#### Exercise description:
Can you set down all of the items below line for line, with no changes, and leave the pictures out?

(Point annotations on photos)
-- start --

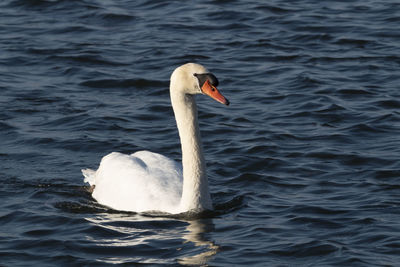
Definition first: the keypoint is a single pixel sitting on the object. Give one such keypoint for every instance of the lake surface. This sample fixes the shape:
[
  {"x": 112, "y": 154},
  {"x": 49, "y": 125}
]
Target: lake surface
[{"x": 303, "y": 166}]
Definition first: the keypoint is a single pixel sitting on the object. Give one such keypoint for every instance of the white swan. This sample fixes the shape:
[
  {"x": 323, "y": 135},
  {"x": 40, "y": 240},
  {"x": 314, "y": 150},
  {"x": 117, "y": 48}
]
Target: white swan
[{"x": 146, "y": 181}]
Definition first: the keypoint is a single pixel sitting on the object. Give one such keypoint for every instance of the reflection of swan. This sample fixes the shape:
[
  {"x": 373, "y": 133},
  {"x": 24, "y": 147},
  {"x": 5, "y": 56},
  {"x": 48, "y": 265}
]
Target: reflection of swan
[
  {"x": 146, "y": 181},
  {"x": 195, "y": 234},
  {"x": 136, "y": 239}
]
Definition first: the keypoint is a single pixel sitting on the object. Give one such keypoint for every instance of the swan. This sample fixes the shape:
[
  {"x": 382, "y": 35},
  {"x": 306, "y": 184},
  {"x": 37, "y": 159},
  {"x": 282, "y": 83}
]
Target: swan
[{"x": 150, "y": 182}]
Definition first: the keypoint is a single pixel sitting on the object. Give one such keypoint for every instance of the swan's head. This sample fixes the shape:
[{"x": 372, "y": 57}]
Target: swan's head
[{"x": 194, "y": 79}]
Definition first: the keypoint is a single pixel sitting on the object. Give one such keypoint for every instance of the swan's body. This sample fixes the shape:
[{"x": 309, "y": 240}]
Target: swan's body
[{"x": 146, "y": 181}]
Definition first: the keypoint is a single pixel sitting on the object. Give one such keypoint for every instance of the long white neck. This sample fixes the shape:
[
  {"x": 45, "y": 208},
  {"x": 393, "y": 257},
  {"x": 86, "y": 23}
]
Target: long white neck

-- end --

#### Solution to the exercise:
Definition first: the keypoint is a single pixel sitting on the object. Give one such keypoint for every instance of the lake surface. This sample fixes the shape:
[
  {"x": 112, "y": 154},
  {"x": 49, "y": 125}
]
Target: lake surface
[{"x": 303, "y": 166}]
Definition first: the keypoint is a single pixel sitting on the object. Give one such keypoint for every instance of the white swan. This sample fixes the shape:
[
  {"x": 323, "y": 135},
  {"x": 40, "y": 240},
  {"x": 314, "y": 150},
  {"x": 117, "y": 48}
]
Target: white swan
[{"x": 146, "y": 181}]
Definition first: the keypoint is a single pixel sitting on the object. Give one such keypoint for every instance of the reflection of swan. This sample fixes the shape:
[
  {"x": 373, "y": 133},
  {"x": 24, "y": 147},
  {"x": 5, "y": 56},
  {"x": 48, "y": 265}
]
Target: reflection of swan
[
  {"x": 146, "y": 181},
  {"x": 195, "y": 234},
  {"x": 136, "y": 239}
]
Definition first: the keypoint is a single pixel sitting on the object. Give one such keypoint for every instance of the swan. This sample fixes the shape:
[
  {"x": 382, "y": 35},
  {"x": 306, "y": 184},
  {"x": 37, "y": 159},
  {"x": 282, "y": 83}
]
Target: swan
[{"x": 150, "y": 182}]
Definition first: the keypoint is a single pixel sitting on the object. Give one such keypoint for every instance of the swan's head. This sample fixes the shape:
[{"x": 372, "y": 57}]
Target: swan's head
[{"x": 194, "y": 79}]
Definition first: the keypoint is a single pixel sitting on the object. Give one such keypoint for every instance of the swan's body. This sample fixes the shape:
[{"x": 309, "y": 240}]
Target: swan's body
[{"x": 146, "y": 181}]
Definition first: the keypoint is a single pixel sitting on the object. Give one such keypoint for every instance of the long white neck. This sample fixes the shape:
[
  {"x": 45, "y": 208},
  {"x": 393, "y": 257},
  {"x": 86, "y": 23}
]
Target: long white neck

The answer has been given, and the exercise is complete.